• _TEXT PROVIDED_
↓

User time spent on social platforms is also growing. In January 2017, Nielsen reported 7 hours per week for Generation X (ages 35 to 49) and 6 hours for Millennials (ages 18-34), up from the third quarter of 2015 by 29 and 21 percent, respectively. Drawn in by the excitement of the election, social media time for US adults over 50 increased by 64 percent in the report’s period. Simultaneous use of multiple devices (TVs, laptops, handhelds) is regular now; smartphones have become ubiquitous (96 percent for adults 18 to 34); and wireless mobile web access is rising fast. Facebook was the top social media application on US smartphones with 178.2 million unique users in September 2016.10 One could say, America runs on Facebook.

↑

• _DATA LINES_
↓

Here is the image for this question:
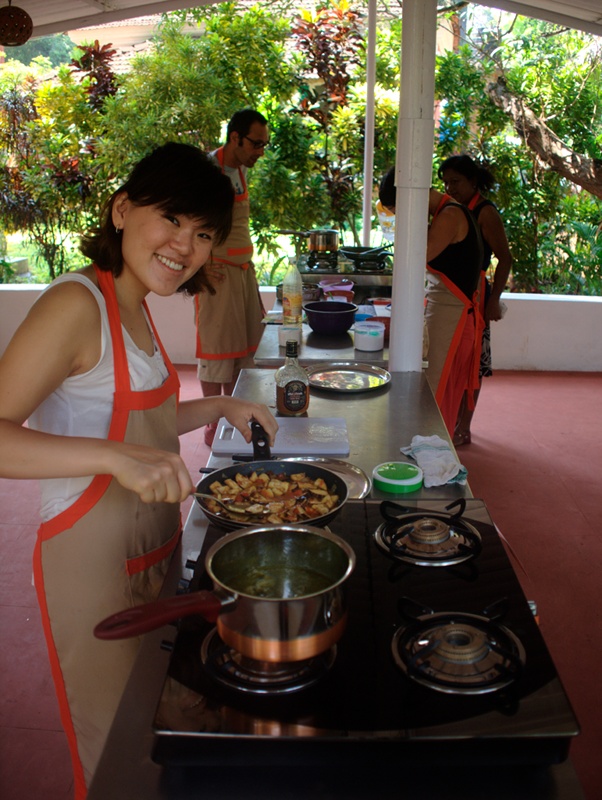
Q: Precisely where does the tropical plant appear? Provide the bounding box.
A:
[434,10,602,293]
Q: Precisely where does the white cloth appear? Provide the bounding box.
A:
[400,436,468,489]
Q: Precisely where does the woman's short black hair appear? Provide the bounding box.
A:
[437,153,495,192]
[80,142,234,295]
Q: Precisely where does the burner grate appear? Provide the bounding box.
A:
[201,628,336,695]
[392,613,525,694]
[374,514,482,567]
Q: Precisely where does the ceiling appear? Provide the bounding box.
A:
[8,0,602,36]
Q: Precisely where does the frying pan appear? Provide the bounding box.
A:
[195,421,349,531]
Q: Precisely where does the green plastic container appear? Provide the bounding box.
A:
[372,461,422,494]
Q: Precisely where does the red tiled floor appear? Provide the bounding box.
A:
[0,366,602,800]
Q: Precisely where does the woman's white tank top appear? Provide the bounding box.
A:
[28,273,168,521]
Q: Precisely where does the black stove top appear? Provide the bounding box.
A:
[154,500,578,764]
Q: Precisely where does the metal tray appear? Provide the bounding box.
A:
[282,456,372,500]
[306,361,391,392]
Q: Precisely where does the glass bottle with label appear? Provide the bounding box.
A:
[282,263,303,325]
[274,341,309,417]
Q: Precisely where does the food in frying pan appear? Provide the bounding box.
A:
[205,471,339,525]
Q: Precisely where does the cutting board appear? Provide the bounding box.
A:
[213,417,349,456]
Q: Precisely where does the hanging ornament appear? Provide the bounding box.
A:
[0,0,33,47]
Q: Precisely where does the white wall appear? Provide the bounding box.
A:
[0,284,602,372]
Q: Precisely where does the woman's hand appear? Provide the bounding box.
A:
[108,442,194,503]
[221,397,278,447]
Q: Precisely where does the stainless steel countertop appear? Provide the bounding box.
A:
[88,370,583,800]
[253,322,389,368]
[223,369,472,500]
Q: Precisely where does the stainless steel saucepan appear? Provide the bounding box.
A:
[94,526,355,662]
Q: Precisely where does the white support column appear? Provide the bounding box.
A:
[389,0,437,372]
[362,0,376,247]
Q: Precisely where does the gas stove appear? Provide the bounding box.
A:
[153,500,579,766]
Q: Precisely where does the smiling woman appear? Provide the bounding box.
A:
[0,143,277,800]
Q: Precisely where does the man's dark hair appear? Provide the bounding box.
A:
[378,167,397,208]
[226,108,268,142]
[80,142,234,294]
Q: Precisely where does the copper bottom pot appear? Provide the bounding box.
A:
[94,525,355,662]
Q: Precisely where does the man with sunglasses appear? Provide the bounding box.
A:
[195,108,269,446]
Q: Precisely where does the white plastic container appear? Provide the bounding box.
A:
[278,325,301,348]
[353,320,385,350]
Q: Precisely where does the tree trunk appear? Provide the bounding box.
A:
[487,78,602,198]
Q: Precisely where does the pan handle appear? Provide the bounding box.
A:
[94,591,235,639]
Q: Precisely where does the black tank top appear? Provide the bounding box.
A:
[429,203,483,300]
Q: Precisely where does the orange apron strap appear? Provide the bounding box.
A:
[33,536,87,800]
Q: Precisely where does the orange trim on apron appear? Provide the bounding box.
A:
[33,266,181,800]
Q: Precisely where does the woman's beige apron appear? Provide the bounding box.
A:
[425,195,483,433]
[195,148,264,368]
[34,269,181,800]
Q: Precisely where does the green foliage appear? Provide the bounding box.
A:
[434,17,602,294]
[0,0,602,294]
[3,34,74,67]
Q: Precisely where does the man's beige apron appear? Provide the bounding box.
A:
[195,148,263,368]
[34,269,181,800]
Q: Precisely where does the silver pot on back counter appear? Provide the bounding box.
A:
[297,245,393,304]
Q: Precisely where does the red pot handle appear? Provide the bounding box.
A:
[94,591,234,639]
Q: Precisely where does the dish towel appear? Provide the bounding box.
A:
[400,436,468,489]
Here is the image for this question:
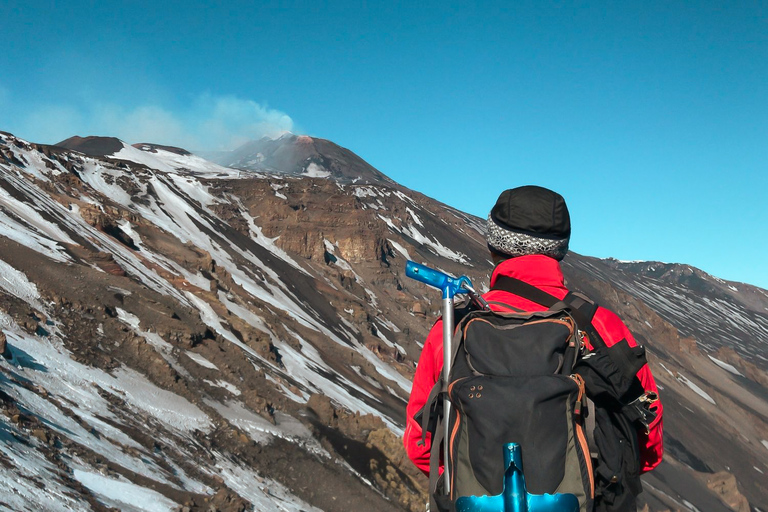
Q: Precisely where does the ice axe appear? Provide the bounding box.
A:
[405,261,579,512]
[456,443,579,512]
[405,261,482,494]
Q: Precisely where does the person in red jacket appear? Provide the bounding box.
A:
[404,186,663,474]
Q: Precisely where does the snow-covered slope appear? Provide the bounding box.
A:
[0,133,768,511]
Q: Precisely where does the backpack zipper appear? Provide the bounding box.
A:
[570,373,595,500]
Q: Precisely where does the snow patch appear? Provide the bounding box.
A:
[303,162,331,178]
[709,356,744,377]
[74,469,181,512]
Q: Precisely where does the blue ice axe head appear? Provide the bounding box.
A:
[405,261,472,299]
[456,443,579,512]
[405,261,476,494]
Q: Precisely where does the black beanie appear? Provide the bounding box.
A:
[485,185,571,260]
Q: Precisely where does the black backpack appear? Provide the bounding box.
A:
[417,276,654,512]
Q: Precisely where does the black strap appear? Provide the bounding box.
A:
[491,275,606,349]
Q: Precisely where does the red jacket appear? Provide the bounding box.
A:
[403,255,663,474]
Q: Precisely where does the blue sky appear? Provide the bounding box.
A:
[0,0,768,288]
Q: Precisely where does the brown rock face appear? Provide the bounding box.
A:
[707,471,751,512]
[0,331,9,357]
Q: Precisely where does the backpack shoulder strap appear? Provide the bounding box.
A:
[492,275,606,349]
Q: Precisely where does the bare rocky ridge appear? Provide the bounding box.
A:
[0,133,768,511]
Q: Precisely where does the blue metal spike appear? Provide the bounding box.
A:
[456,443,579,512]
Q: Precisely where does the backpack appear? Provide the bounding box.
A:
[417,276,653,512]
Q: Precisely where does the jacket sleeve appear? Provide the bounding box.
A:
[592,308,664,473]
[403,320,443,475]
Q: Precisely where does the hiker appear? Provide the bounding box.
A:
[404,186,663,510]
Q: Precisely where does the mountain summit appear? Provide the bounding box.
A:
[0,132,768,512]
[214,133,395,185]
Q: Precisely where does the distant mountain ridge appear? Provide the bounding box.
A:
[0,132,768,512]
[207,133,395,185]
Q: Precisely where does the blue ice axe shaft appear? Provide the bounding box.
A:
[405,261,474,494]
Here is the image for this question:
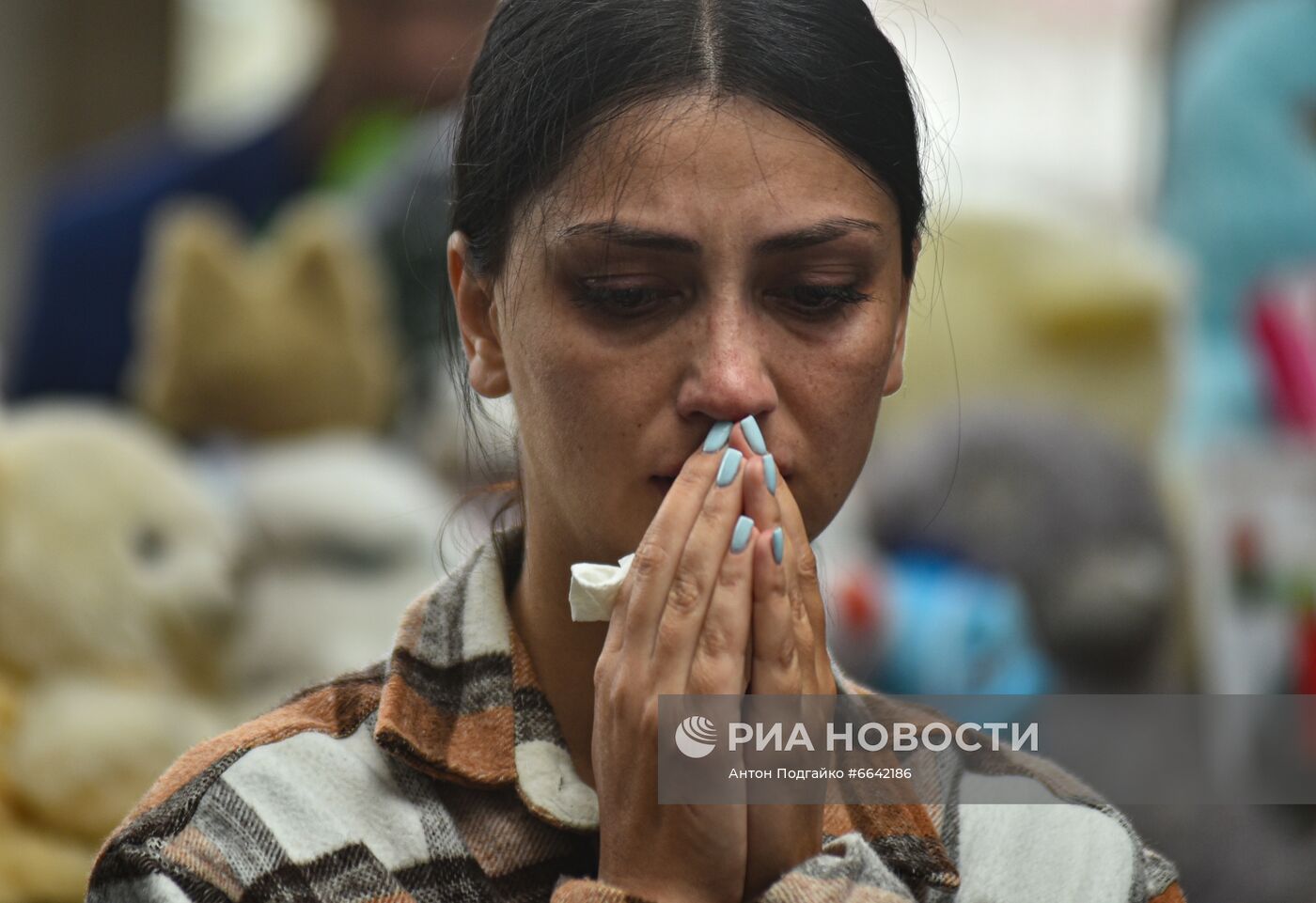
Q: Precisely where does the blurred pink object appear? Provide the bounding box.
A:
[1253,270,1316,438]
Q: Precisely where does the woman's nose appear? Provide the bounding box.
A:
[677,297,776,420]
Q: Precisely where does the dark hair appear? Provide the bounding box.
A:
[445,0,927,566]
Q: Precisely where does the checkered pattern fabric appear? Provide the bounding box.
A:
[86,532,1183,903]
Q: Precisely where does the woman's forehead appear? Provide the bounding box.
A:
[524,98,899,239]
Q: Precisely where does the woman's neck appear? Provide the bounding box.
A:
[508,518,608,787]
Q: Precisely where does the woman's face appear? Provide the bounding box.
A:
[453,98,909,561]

↑

• _SET PROBLEM_
Reproduce everything from "User time spent" down to "runs on Facebook." in the passage on social media use. You won't need the records for this.

• _SOLUTION TO THIS PROBLEM_
User time spent on social platforms is also growing. In January 2017, Nielsen reported 7 hours per week for Generation X (ages 35 to 49) and 6 hours for Millennials (ages 18-34), up from the third quarter of 2015 by 29 and 21 percent, respectively. Drawn in by the excitement of the election, social media time for US adults over 50 increased by 64 percent in the report’s period. Simultaneous use of multiple devices (TVs, laptops, handhelds) is regular now; smartphones have become ubiquitous (96 percent for adults 18 to 34); and wireless mobile web access is rising fast. Facebook was the top social media application on US smartphones with 178.2 million unique users in September 2016.10 One could say, America runs on Facebook.